• [Set task]: Retype the rows below unchanged, from the line containing "Task: a point for each instance of the green stem, written" through the line containing "pixel 252 114", including both of those lines.

• [Records]:
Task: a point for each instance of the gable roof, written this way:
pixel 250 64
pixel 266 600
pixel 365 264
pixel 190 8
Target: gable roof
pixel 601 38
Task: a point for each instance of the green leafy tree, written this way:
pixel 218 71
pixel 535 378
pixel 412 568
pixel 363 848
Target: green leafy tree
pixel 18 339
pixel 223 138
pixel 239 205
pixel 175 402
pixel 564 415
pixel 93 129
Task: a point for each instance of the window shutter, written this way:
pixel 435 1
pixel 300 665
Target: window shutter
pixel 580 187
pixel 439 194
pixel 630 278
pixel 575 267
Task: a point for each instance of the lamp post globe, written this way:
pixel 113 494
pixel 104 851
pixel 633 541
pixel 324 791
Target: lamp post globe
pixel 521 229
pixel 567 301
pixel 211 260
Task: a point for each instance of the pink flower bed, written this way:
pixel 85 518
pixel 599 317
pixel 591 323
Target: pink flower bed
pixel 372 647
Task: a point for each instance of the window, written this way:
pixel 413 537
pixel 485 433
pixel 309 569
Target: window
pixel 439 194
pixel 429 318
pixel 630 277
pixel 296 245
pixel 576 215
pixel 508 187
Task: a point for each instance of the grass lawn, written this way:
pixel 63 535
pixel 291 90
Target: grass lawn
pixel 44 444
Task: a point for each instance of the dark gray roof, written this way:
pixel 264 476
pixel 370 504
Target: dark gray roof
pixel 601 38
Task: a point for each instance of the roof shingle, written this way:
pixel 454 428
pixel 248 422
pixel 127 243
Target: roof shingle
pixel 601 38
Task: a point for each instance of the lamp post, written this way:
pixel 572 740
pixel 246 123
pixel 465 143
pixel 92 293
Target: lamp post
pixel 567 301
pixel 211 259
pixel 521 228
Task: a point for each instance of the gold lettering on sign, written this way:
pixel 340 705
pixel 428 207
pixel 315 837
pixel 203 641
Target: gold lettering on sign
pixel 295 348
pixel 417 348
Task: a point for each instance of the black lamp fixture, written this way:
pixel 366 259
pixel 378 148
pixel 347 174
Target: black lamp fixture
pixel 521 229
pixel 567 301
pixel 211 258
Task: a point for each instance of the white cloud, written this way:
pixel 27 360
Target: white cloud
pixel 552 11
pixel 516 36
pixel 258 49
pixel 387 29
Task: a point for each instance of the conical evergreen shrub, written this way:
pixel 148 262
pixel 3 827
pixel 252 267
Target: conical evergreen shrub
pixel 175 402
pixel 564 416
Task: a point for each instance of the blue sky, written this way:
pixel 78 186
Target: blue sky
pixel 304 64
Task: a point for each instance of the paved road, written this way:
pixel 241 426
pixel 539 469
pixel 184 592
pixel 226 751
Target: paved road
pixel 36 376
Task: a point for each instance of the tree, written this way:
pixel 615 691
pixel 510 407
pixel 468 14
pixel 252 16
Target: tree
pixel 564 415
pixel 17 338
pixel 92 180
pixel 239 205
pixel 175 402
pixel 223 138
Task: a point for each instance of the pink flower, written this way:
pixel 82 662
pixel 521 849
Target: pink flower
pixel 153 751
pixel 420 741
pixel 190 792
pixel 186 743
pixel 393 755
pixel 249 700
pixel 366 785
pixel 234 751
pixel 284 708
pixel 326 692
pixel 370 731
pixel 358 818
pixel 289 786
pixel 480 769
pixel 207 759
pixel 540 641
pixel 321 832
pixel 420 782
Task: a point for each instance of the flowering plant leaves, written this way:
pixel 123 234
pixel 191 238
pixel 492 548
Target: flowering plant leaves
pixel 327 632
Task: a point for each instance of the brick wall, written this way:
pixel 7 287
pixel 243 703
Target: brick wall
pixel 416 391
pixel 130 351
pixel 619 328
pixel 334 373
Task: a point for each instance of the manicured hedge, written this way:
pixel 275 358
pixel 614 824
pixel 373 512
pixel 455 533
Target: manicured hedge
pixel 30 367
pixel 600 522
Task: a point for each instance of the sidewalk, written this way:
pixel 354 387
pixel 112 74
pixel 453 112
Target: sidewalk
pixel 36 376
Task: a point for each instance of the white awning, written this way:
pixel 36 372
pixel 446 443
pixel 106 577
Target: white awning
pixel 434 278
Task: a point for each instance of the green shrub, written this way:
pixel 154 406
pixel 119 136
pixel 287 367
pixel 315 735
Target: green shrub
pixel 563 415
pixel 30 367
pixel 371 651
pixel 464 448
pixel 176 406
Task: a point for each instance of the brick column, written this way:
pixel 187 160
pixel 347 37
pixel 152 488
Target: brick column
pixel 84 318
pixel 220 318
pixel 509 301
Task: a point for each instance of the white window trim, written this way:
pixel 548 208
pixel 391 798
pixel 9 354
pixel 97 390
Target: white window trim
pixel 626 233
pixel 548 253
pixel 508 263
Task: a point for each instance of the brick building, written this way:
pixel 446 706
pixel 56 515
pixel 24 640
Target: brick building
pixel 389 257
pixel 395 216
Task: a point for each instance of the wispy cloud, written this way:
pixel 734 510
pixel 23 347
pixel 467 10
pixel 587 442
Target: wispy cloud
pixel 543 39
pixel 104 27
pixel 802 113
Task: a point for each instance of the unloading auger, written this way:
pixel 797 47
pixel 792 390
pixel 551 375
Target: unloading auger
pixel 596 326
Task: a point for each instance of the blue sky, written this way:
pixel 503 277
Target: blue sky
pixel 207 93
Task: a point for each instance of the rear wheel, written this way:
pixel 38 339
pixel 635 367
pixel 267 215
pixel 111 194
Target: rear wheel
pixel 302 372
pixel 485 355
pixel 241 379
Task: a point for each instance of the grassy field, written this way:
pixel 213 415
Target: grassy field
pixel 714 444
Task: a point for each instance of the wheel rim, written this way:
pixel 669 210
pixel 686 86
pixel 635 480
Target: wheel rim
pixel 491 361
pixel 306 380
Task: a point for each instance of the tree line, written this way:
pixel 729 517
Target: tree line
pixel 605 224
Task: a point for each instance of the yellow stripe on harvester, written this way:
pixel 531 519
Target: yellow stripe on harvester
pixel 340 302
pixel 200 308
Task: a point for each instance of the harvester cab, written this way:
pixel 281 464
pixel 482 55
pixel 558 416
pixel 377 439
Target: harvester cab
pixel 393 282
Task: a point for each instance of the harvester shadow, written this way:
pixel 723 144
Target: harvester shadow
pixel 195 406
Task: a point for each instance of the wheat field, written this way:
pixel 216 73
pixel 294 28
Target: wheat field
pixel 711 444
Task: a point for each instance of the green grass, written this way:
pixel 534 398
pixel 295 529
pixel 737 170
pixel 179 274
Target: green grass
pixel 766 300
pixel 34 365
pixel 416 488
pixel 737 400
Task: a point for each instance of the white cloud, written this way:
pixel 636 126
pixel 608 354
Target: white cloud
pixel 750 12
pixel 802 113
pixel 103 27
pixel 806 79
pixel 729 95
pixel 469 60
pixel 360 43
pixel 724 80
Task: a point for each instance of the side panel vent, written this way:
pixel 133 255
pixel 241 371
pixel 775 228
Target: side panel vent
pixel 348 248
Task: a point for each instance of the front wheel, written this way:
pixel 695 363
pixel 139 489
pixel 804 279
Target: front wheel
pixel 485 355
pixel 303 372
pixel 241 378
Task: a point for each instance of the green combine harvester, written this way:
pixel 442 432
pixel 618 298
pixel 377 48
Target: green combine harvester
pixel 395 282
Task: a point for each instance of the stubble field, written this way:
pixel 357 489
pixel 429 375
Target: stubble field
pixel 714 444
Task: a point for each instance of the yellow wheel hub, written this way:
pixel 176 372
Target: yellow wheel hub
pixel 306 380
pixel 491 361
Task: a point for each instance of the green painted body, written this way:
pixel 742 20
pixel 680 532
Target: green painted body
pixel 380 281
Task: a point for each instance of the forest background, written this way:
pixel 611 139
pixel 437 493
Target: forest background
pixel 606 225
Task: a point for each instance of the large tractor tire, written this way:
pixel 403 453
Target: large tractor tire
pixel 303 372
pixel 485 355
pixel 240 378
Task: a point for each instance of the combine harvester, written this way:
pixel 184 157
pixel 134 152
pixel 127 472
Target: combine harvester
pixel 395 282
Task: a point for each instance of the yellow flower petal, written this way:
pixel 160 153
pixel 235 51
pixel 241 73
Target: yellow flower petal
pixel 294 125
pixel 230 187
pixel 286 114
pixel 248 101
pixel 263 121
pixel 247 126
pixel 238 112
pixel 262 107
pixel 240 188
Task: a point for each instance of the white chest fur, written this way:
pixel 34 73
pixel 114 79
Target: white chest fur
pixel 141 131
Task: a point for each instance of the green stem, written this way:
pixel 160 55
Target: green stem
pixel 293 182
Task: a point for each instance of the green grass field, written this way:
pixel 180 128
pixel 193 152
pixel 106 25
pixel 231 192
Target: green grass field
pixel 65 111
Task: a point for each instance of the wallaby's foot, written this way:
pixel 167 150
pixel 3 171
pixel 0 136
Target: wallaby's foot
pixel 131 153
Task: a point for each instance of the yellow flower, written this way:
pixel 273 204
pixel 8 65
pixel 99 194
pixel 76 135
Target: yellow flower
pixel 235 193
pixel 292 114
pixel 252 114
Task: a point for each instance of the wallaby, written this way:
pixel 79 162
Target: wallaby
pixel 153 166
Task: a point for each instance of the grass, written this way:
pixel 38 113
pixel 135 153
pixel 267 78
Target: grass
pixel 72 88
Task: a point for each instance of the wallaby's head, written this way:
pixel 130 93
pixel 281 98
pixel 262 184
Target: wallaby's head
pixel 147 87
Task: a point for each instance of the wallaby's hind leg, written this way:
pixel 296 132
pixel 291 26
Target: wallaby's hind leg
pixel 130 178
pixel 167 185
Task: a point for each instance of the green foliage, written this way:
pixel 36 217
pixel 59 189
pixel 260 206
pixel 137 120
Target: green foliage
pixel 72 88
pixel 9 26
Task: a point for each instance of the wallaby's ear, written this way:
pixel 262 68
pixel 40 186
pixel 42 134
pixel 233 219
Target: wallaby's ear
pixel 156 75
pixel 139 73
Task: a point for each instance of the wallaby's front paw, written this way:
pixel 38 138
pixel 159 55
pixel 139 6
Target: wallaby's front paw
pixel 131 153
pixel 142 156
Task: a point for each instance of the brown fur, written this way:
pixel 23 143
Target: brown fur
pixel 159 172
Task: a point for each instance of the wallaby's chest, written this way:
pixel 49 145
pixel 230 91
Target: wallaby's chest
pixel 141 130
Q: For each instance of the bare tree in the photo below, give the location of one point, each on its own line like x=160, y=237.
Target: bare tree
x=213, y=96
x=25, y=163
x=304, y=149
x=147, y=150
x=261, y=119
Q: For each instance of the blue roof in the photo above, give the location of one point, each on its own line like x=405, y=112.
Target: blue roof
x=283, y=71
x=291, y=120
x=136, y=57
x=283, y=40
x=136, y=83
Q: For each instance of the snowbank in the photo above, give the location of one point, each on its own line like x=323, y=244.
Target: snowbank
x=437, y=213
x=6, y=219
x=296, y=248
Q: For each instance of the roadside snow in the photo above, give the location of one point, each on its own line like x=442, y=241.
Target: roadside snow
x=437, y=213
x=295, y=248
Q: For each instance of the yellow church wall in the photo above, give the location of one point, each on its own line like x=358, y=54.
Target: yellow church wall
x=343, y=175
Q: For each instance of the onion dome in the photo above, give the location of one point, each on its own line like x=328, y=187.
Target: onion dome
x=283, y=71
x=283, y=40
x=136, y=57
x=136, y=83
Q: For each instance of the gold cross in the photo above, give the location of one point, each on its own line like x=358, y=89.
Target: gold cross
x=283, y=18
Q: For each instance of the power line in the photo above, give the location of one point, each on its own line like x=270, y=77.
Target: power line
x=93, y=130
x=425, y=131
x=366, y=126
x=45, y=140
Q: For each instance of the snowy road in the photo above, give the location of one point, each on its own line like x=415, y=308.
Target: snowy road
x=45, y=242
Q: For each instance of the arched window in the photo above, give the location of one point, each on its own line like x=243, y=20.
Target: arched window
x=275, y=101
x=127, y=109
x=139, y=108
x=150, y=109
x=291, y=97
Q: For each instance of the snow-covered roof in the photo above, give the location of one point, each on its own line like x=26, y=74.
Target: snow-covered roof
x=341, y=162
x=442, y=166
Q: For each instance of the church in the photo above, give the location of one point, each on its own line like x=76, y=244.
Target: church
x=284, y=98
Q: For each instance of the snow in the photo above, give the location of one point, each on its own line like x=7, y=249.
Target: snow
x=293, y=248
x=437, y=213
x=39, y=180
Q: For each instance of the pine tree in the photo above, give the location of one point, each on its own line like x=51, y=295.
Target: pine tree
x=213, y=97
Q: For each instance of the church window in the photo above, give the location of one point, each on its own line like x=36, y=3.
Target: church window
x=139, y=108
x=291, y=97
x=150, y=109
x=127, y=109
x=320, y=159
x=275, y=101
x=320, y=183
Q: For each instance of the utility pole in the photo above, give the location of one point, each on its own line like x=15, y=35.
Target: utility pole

• [Response for this exercise]:
Task: a point for each instance of the green stem, written this way:
pixel 160 55
Target: green stem
pixel 293 182
Task: a point for each instance of the green grass field, written this way:
pixel 180 128
pixel 193 152
pixel 106 25
pixel 231 192
Target: green grass field
pixel 65 111
Task: a point for each instance of the wallaby's foot, written this way:
pixel 167 150
pixel 3 171
pixel 0 136
Target: wallaby's foot
pixel 131 153
Task: a point for each instance of the yellow flower, written this way:
pixel 273 204
pixel 8 65
pixel 99 194
pixel 76 135
Target: yellow flower
pixel 235 193
pixel 292 114
pixel 252 114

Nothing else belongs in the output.